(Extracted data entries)
- - - -

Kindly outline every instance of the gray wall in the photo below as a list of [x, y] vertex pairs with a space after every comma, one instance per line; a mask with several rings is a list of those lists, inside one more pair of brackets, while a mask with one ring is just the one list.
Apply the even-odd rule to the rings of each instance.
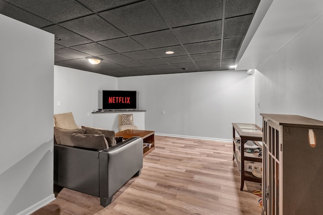
[[117, 79], [54, 66], [54, 113], [72, 112], [78, 125], [93, 126], [93, 115], [89, 113], [102, 108], [102, 90], [117, 90]]
[[323, 120], [323, 16], [257, 68], [256, 118], [259, 113], [301, 115]]
[[[230, 140], [232, 122], [254, 123], [254, 79], [246, 71], [119, 78], [138, 91], [145, 129], [157, 133]], [[162, 115], [162, 111], [165, 114]]]
[[53, 35], [0, 14], [0, 214], [53, 194]]

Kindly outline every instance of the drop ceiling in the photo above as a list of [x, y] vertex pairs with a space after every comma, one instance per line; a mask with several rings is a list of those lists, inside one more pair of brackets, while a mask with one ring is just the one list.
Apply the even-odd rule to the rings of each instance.
[[0, 13], [59, 37], [55, 65], [123, 77], [234, 69], [259, 1], [0, 0]]

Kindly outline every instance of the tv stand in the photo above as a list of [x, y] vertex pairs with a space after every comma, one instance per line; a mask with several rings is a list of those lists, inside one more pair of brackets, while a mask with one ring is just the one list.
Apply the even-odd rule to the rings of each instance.
[[114, 110], [107, 111], [93, 112], [93, 126], [107, 130], [113, 130], [117, 132], [119, 131], [118, 115], [122, 113], [133, 114], [134, 124], [139, 130], [145, 130], [145, 110]]

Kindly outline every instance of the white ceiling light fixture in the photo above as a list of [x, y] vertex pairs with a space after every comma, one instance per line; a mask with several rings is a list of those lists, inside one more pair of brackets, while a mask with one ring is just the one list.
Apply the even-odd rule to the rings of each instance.
[[100, 62], [102, 60], [101, 58], [97, 57], [87, 57], [86, 59], [87, 59], [87, 60], [90, 62], [90, 63], [93, 65], [96, 65], [97, 64], [100, 63]]

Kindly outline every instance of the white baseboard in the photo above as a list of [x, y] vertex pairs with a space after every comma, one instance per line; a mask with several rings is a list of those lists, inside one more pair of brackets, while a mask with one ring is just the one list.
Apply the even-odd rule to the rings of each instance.
[[40, 209], [44, 206], [46, 205], [48, 203], [52, 202], [55, 199], [55, 195], [54, 195], [54, 194], [53, 193], [44, 198], [43, 199], [41, 200], [38, 202], [35, 203], [35, 204], [30, 206], [29, 207], [28, 207], [25, 209], [24, 210], [19, 212], [16, 215], [29, 215], [30, 213], [35, 212], [38, 209]]
[[214, 140], [221, 142], [232, 142], [232, 139], [221, 139], [220, 138], [205, 137], [203, 136], [187, 136], [186, 135], [170, 134], [168, 133], [155, 133], [155, 135], [158, 136], [172, 136], [174, 137], [189, 138], [191, 139], [206, 139], [208, 140]]

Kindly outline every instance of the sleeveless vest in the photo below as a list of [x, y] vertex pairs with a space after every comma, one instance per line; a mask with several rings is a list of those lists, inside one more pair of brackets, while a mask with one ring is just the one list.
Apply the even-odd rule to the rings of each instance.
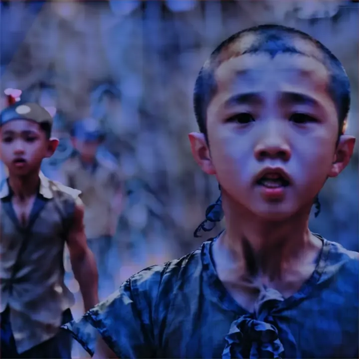
[[0, 280], [2, 313], [20, 354], [55, 335], [63, 312], [74, 303], [64, 283], [63, 251], [80, 191], [40, 174], [38, 194], [28, 224], [20, 226], [7, 181], [0, 191]]

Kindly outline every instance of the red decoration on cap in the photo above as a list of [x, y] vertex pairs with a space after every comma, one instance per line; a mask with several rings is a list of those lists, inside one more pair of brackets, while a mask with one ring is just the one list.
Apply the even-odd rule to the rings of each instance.
[[20, 98], [20, 96], [22, 91], [17, 89], [8, 88], [6, 89], [4, 92], [6, 96], [7, 105], [10, 106], [13, 105]]
[[7, 100], [7, 106], [10, 106], [16, 102], [16, 98], [12, 95], [6, 95], [6, 100]]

- - - -

> **Given instruction**
Copy out, unchanged, the part of the material that opens with the line containing "Kindly outline every instance of the drop" and closes with the line containing "[259, 1], [0, 0]]", including both of those lines.

> **Answer**
Kindly outline every instance of the drop ceiling in the photo above as a list of [x, y] vertex pairs with a space after every comma, one instance per line; a mask with several rings is a list of those lists, inside one more pair of brackets, while a mask with one ring is just the one list.
Apply the even-odd rule to the rings of each instance.
[[0, 13], [59, 37], [55, 65], [123, 77], [234, 69], [259, 1], [0, 0]]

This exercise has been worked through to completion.